Aim of the exercise: Rewrite the part of the data that opens with the line containing "Which region contains the billowing" and closes with the line containing "[1413,502,1502,587]" as a numbered list, one item per line, with blank lines left out.

Exercise materials:
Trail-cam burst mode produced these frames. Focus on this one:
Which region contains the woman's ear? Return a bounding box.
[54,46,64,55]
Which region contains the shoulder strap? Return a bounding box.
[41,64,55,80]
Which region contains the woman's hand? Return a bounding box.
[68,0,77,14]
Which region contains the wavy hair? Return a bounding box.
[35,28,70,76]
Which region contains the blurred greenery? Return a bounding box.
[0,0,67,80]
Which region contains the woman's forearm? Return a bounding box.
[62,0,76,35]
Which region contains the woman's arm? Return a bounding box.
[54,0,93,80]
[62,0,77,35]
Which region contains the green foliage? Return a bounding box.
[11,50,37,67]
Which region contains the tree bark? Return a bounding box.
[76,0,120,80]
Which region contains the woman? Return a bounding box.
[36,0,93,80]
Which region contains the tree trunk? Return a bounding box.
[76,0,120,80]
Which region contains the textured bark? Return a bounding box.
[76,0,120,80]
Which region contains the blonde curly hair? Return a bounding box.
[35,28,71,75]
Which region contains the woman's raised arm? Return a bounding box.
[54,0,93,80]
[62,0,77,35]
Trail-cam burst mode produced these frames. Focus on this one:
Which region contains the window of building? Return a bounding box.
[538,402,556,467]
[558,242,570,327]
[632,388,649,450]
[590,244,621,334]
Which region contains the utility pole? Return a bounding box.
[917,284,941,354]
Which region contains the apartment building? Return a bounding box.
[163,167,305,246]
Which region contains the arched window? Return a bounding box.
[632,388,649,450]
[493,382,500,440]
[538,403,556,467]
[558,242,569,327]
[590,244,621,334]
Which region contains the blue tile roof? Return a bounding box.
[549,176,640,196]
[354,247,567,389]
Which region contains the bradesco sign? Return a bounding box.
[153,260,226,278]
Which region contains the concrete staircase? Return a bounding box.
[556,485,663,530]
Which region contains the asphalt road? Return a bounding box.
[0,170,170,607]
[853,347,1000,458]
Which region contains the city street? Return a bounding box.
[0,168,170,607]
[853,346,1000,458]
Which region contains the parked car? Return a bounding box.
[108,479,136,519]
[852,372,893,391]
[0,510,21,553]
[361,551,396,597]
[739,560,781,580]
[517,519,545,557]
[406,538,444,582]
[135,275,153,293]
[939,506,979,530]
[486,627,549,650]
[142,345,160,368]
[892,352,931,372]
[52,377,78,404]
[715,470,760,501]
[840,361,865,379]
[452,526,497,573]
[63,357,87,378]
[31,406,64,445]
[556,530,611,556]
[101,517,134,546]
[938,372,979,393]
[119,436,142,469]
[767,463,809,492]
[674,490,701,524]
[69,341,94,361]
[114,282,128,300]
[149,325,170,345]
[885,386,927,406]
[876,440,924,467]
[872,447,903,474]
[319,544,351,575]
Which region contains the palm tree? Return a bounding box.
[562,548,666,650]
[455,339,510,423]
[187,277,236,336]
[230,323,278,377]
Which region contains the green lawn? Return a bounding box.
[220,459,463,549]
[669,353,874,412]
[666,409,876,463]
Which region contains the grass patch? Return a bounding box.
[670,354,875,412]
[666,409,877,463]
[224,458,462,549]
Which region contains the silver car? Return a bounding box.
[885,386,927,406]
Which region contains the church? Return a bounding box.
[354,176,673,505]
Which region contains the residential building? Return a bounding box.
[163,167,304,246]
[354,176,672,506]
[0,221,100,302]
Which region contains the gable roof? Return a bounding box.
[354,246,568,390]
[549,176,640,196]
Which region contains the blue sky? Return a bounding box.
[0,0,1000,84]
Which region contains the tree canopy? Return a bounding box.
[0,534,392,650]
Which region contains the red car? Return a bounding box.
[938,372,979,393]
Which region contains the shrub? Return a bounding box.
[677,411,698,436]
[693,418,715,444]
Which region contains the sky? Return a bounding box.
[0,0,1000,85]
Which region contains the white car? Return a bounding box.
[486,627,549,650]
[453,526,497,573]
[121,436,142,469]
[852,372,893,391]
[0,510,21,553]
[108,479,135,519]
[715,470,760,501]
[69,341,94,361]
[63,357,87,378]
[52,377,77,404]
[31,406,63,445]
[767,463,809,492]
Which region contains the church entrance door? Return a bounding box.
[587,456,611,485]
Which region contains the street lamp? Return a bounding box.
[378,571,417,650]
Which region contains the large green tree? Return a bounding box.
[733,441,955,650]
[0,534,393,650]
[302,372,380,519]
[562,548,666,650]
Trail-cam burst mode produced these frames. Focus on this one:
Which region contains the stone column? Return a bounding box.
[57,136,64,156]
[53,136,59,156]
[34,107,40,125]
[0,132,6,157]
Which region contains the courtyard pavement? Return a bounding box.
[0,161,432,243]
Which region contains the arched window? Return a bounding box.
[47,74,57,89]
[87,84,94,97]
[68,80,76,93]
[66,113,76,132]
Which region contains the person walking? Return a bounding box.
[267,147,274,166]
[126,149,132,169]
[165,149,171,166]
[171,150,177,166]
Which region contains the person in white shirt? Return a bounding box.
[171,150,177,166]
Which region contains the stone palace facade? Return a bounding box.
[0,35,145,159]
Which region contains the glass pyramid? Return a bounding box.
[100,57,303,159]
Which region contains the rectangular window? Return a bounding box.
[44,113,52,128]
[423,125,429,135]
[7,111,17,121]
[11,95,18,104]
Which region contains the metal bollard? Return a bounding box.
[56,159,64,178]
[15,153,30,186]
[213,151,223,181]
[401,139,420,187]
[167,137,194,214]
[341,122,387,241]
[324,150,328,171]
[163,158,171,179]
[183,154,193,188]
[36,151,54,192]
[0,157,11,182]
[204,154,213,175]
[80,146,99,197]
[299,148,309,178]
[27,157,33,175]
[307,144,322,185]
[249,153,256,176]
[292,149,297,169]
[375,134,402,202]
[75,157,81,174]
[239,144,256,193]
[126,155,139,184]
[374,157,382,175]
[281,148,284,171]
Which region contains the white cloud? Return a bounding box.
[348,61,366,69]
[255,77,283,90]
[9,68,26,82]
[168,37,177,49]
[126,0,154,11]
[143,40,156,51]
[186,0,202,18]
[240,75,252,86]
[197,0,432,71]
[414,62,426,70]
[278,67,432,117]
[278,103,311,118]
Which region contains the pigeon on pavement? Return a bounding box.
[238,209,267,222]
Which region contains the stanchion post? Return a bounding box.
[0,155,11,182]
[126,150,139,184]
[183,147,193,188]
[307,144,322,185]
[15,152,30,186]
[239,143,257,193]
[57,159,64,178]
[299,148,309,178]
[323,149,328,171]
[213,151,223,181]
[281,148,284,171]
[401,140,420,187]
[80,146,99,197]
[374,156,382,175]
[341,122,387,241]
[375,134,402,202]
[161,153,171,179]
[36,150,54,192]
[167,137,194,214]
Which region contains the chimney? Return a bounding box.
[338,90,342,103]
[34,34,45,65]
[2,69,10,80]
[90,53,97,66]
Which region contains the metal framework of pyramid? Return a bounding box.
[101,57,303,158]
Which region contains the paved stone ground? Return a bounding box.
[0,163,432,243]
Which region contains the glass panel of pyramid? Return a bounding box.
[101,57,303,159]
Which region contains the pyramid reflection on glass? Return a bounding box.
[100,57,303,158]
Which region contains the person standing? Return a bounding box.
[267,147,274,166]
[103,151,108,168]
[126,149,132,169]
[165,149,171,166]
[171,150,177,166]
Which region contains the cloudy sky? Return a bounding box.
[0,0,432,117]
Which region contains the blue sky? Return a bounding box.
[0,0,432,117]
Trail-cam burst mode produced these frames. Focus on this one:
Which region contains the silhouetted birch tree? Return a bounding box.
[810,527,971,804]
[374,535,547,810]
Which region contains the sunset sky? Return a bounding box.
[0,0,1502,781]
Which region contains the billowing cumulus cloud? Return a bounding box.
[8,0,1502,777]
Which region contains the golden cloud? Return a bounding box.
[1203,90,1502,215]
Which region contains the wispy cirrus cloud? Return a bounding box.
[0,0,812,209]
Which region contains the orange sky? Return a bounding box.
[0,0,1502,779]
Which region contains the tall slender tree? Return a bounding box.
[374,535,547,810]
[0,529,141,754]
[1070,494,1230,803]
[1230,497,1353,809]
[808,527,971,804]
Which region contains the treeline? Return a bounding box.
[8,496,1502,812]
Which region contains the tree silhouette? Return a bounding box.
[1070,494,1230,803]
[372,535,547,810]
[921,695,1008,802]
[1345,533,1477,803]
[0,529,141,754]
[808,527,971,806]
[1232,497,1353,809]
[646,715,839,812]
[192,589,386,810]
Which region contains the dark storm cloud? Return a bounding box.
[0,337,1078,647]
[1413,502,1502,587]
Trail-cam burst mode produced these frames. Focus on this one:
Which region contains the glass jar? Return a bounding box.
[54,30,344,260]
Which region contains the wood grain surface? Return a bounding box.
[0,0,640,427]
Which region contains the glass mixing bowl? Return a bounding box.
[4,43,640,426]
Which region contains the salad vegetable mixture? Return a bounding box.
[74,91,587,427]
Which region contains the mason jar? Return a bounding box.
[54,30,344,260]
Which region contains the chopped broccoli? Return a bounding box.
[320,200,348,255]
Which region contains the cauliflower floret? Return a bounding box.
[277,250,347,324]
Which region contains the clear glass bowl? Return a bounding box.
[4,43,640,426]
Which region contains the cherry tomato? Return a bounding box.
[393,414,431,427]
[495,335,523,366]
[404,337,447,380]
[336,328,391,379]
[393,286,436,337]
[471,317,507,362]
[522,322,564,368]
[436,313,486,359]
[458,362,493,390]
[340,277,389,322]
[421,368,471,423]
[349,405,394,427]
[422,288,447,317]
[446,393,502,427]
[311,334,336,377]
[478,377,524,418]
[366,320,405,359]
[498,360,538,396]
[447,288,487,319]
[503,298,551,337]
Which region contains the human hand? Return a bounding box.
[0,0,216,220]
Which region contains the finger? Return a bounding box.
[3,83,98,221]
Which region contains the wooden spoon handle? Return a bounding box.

Answer to the task:
1. Which region contains the billowing cumulus cloud? Return a bounding box.
2. [8,0,1502,777]
3. Which region contains the golden cloud? Return a bounding box.
4. [1203,90,1502,215]
5. Which region contains the wispy cirrus cloud? Return a bounding box.
6. [0,0,812,209]
7. Which region contains the orange sky? Return a bounding box.
8. [0,0,1502,779]
9. Which region contains the tall slender tree? Return a bounding box.
10. [374,535,547,810]
11. [0,529,141,754]
12. [1070,494,1230,803]
13. [1230,497,1353,809]
14. [808,527,971,804]
15. Which region contains the treeline? Return a bounding box.
16. [8,496,1502,812]
17. Which region contains the tree silhouette? Return a bounding box.
18. [1070,494,1230,803]
19. [372,535,547,810]
20. [921,695,1008,802]
21. [1345,533,1477,803]
22. [0,529,141,754]
23. [808,527,971,806]
24. [1232,497,1353,809]
25. [646,715,839,812]
26. [192,589,386,810]
27. Which region contains the dark storm cloud? Return a bounding box.
28. [0,337,1078,647]
29. [1413,502,1502,587]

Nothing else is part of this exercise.